▸ **TEXT**
=== Section Start ===
VfL Wolfsburg turned ChatGPT into an operational capability, not an isolated project. How did a traditional football club start using AI in daily tasks without creating technical dependence? You might expect a long tech overhaul — but they did it with practice, human names for assistants, and a focus on repetitive tasks.
What Wolfsburg did
The club applied ChatGPT Enterprise as the backbone to democratize AI among employees. Today they report more than 50 personalized GPTs in daily use and nearly 100 across their ecosystem, with plans to give access to around 350 colleagues.
This wasn't experimentation for its own sake. They aimed to save time, cut external costs, and standardize quality without inflating the payroll. The result: six-figure annual savings and much faster processes like writing, translating, and generating documents.
How they implemented it and why it worked
First they stopped talking in the abstract and started working with the people who do the work every day. Instead of long strategies, they ran workshops, hands-on tests, and use cases led by each department.
Some clear principles:
- Start with repetitive tasks and existing templates.
- Build assistants with human names to lower psychological resistance.
- Train "GPT Champions" or "GPTlers" inside areas to ease local adoption.
"ChatGPT only creates sustainable advantages if it’s understandable and usable for everyone, not just for experts," says Claudio Demmer, Business Innovation Lead.
Choosing ChatGPT Enterprise answered concrete needs: output quality, security and governance (including options for EU servers and a policy not to use customer data to train models), fast time-to-value, and ease for non-technical users.
Concrete results
- More than 50 assistants in daily use and nearly 100 on the internal platform.
- Scaled access to 350 employees as the immediate goal.
- Six-figure annual savings by reducing outsourced repetitive work.
- Wide adoption: from communications and marketing to HR, operations, and former players.
Adoption took off when the approach was practical: find a bottleneck, turn it into a GPT, and open it to the team.
Examples that help understand it
- Turf Disease GPT (Operations): you upload a photo of the pitch and get likely causes, checks, and a structured treatment plan. That way the know-how isn't stuck in one person.
- Football School Invoicing GPT (Administration): turns structured information into ready, brand-formatted invoices.
- "Hannah" (GPT builder for HR): asks seven standard questions and generates safe prompts so non-technical teams can create their own GPTs.
- ESG Check GPT (ESG): produces structured assessments with goals, measures, and a simple traffic-light indicator.
=== Section End ===
[Extracted records]
=== Section Start ===
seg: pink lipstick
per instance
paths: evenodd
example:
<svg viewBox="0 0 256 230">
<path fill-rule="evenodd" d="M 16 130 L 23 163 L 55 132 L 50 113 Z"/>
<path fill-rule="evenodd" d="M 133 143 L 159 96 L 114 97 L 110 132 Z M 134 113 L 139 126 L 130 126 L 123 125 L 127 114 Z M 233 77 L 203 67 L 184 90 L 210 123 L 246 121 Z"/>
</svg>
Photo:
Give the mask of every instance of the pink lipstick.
=== Section End ===
=== Section Start ===
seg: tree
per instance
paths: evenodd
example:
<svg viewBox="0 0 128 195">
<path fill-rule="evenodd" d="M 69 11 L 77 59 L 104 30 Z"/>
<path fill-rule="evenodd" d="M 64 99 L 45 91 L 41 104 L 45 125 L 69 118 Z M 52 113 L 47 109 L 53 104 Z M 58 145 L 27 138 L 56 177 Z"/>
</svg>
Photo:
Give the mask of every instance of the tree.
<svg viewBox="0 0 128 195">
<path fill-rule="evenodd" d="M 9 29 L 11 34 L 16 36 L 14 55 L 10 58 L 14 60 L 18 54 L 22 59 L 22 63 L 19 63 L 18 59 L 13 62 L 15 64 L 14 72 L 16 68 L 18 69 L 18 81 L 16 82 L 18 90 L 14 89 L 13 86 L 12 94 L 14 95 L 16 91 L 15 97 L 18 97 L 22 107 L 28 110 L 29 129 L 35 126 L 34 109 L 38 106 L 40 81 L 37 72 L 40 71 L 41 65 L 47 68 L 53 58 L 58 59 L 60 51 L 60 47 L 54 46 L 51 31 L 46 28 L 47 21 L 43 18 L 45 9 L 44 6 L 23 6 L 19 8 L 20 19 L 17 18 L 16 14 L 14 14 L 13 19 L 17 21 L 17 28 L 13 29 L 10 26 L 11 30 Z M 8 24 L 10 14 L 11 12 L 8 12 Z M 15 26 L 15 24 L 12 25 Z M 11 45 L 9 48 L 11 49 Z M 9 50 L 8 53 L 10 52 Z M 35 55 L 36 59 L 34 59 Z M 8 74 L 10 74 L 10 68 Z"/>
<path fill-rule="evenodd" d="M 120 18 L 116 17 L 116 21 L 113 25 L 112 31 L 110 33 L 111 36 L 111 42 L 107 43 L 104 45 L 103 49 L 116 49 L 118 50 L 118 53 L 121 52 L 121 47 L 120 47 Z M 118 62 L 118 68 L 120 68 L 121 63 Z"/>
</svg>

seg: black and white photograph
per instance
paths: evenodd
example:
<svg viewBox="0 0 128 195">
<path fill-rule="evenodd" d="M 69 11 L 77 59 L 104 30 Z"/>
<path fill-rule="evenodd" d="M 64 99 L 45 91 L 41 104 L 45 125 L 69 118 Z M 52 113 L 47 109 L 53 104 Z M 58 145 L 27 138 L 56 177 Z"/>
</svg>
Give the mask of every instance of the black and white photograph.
=== Section End ===
▸ **CHECK YOUR UNDERSTANDING**
A. Answer these questions about the article on VfL Wolfsburg's use of ChatGPT:
(i) How many personalized GPTs does the club report in daily use?
(ii) What is Claudio Demmer's job title?
(iii) How many standard questions does the "Hannah" assistant ask?
B. Carry on the article about VfL Wolfsburg's use of ChatGPT, starting after its final sentence.

▸ **REPLIES**
A.
(i) More than 50.
(ii) Business Innovation Lead.
(iii) Seven.

B.
These examples show something important: AI doesn't replace human responsibility; it speeds it up and standardizes it.
Culture and change: the hardest and also the most valuable
The main challenge wasn't the technology, but change management in a diverse organization. For Wolfsburg, governance became an enabler. Making it clear that AI supports work and responsibility remains human helped build trust.
Who jumped in surprised them: colleagues who aren't digital natives, former players, and administrative teams began requesting their own GPTs. One clear anecdote: a former player left a workshop excited because he could create an assistant for the stories he tells the kids he coaches.
What's next for Wolfsburg?
Scale access to ChatGPT Enterprise across the whole club, keep training "GPTlers," and move forward with external fan- and member-oriented applications (personalization, internationalization, interactive formats) once governance is mature.
The challenge is to keep creative speed while setting a safe, consistent usage standard. If they nail that, AI shifts from a one-off tool to an organizational capability.
Final reflection
This isn't magic or a shortcut: it's process and cultural change. Wolfsburg shows that with a practical focus, clear governance, and localized training, AI can transform everyday tasks and free up time for what really matters: strategy and the game.
Original source
https://openai.com/index/vfl-wolfsburg
Summary: VfL Wolfsburg turned ChatGPT Enterprise into an organizational capability with more than 50 assistants in daily use, nearly 100 in their ecosystem, and six-figure annual savings. The key was applying AI to repetitive tasks, training internal "GPTlers," and prioritizing governance and usability.